• **Exercise**
Copy out word for word the items below, starting at the line that contains "Place one point on every instance of the white patio" and ending at the last line of the items.

Stored data entries:
┌────────

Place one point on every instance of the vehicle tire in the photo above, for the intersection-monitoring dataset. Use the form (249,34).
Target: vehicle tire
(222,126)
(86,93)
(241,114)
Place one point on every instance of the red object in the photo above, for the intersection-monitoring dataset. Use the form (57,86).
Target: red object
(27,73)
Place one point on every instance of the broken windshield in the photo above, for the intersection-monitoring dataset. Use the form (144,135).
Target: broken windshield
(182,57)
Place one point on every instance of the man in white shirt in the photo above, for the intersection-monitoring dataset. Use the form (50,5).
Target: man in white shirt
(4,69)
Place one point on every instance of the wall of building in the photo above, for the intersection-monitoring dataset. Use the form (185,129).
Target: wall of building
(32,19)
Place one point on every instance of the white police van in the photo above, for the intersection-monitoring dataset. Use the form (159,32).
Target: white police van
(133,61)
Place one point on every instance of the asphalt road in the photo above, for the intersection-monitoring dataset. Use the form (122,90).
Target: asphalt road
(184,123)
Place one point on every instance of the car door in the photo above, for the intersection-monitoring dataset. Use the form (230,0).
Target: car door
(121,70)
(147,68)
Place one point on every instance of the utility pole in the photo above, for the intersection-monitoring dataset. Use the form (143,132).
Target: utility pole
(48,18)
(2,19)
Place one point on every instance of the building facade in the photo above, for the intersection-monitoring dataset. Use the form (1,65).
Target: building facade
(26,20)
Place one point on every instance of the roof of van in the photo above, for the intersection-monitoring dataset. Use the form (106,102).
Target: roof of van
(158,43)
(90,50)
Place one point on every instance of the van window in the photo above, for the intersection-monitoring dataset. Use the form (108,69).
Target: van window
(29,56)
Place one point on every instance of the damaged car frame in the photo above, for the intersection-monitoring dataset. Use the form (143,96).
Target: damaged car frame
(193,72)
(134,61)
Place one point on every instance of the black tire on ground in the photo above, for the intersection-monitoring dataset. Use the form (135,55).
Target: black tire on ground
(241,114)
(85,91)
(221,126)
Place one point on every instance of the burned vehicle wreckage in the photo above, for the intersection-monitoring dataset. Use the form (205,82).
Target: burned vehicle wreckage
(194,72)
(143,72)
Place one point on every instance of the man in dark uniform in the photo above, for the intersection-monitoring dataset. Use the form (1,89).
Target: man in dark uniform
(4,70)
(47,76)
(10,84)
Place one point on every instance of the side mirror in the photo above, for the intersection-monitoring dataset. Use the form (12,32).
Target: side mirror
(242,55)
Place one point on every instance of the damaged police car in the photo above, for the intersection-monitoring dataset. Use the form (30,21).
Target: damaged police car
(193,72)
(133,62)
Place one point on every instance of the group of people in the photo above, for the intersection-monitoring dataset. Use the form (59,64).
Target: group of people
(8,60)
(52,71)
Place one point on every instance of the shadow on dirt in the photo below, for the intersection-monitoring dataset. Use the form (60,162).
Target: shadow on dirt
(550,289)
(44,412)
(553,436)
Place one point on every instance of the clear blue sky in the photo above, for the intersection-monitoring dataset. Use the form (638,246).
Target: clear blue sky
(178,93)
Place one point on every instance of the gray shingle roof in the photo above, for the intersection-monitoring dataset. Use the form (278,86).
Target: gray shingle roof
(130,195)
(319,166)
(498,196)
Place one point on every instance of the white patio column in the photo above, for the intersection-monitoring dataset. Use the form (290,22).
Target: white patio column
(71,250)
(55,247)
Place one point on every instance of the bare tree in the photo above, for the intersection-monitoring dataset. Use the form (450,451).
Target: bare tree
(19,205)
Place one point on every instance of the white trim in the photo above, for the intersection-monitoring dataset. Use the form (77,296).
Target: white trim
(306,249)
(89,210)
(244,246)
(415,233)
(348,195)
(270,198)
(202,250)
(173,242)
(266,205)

└────────

• **Full output**
Place one point on every instance of the white patio column in the photo above, for the intersection-monitoring dataset. Use the form (290,22).
Target: white patio column
(71,250)
(55,247)
Place one point on every instance of the bare tree in the photo above, for the intersection-monitoring dataset. Use the form (450,451).
Target: bare tree
(19,205)
Place one point on every instance of the white trim in the photo above, for the intersection-monitoring dataset. Use the form (77,296).
Target: white trim
(306,249)
(89,210)
(244,246)
(415,233)
(348,195)
(270,198)
(202,250)
(173,242)
(266,205)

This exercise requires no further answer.